:: Exercise prompt ::
Using the data below, copy each line that includes the word "chair".

:: Extracted information ::
++++++++++++++++++++

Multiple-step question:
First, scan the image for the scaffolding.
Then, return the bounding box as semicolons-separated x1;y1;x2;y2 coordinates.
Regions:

++++++++++++++++++++

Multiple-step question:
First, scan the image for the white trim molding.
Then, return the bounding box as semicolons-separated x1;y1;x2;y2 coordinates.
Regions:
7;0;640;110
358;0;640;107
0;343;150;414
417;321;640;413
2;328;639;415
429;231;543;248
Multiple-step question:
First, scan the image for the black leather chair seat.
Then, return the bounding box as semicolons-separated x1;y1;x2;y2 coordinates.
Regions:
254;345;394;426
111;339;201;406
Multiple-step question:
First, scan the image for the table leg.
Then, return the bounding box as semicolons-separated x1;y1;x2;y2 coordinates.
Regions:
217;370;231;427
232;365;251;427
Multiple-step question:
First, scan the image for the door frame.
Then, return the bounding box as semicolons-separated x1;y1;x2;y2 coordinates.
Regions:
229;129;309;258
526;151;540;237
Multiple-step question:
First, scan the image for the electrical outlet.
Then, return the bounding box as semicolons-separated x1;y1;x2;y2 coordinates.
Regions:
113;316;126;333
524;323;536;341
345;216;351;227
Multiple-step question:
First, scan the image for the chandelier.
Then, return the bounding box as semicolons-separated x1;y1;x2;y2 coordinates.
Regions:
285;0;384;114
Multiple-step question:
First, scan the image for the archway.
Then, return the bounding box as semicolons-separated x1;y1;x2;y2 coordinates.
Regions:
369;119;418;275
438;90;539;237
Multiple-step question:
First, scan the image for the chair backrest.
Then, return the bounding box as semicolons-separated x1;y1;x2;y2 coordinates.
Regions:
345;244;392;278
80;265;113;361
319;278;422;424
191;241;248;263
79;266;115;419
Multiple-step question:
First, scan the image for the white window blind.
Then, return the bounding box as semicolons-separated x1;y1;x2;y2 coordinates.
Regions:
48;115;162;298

++++++++++++++++++++

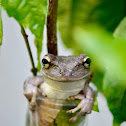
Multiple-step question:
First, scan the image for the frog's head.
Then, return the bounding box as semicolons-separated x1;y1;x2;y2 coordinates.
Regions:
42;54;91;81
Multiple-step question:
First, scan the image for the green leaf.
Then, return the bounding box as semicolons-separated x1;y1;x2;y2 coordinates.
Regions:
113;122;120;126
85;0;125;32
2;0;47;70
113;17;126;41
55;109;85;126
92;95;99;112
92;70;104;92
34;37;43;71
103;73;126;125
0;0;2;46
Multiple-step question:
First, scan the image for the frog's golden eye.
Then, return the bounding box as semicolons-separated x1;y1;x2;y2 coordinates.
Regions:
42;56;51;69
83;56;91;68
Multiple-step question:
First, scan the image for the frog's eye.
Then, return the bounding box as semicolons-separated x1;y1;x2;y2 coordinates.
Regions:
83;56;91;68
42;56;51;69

++++++++++++++++++++

:: Problem solution ::
First, scan the image for the black leather chair seat.
First, scan the image for the chair backrest.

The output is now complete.